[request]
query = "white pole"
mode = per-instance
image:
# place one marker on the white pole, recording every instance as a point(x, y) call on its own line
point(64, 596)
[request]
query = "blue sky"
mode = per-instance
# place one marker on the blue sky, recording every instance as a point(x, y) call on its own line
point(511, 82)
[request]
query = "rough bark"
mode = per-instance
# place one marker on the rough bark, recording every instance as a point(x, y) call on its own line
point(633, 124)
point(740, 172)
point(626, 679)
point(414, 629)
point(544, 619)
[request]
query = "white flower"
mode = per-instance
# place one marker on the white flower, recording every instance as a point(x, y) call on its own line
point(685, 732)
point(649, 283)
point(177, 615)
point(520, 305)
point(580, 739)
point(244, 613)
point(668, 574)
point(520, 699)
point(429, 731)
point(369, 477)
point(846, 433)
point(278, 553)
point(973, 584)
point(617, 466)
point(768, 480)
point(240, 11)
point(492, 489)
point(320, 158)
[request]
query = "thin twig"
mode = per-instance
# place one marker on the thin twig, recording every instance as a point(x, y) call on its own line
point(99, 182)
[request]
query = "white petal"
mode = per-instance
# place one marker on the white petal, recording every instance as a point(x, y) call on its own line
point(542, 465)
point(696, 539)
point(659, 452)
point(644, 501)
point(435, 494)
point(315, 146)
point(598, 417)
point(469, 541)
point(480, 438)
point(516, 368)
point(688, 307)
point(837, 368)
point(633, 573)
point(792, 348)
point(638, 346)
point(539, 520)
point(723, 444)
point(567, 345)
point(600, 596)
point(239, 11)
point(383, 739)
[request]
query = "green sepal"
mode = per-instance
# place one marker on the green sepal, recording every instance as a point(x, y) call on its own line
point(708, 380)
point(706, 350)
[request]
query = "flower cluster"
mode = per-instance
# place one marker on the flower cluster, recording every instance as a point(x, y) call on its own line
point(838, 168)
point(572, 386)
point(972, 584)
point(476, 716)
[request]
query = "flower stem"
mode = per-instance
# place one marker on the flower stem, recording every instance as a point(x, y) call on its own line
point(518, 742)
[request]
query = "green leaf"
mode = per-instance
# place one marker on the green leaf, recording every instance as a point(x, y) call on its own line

* * * * *

◆ **INSTRUCTIONS FOR THE TASK**: Each line of the material should be duplicated exactly, please.

◆ **WRITTEN RESPONSE**:
[request]
query = "white pole"
mode = per-instance
image:
# place one marker on the white pole, recording every instance as a point(x, y) call on its own line
point(64, 596)
[request]
query = "blue sky"
mode = per-instance
# place one marker on the blue sky, recording every instance as a point(x, y) call on its own line
point(511, 82)
[request]
query = "rough bark"
mode = per-instance
# place one marker on the rough bark, recording every instance as a point(x, y) call on its own line
point(633, 124)
point(740, 172)
point(626, 679)
point(414, 629)
point(544, 619)
[request]
query = "white flower"
mode = per-instance
# place one marker on the white flower, recording every instance as a point(x, y) call on its own line
point(685, 732)
point(649, 283)
point(177, 615)
point(520, 305)
point(580, 739)
point(244, 613)
point(668, 574)
point(520, 699)
point(429, 731)
point(369, 477)
point(846, 433)
point(278, 553)
point(973, 584)
point(617, 466)
point(768, 480)
point(240, 11)
point(492, 489)
point(320, 158)
[request]
query = "thin twig"
mode = per-instance
# place one marker on the thin twig, recording every instance as a point(x, y) call on its own line
point(99, 182)
[request]
query = "white petal"
mode = per-instance
# place one marker on the white petal, recording every instance as a point(x, y) call on its own line
point(542, 465)
point(696, 539)
point(659, 452)
point(644, 501)
point(435, 494)
point(315, 146)
point(598, 417)
point(469, 541)
point(480, 438)
point(516, 368)
point(688, 307)
point(837, 368)
point(633, 573)
point(792, 348)
point(638, 346)
point(539, 520)
point(723, 444)
point(567, 345)
point(600, 596)
point(239, 11)
point(383, 739)
[request]
query = "green sepal"
mode = per-instance
# place one marker on the green sepal, recording every instance as a point(x, y) call on its own line
point(708, 380)
point(706, 350)
[request]
query = "flower cluster"
mode = per-instance
# place one marker on the flower cluster, recording every instance as a point(x, y) call on its own line
point(838, 168)
point(572, 386)
point(972, 584)
point(476, 716)
[request]
query = "flower stem"
mode = per-instance
# place one marker on the flower stem, recording every instance as a point(x, y) call on its own line
point(518, 742)
[request]
query = "green leaf"
mode = per-instance
# place one marker on the green leaf, recording every instance as a point(x, y) call on its own line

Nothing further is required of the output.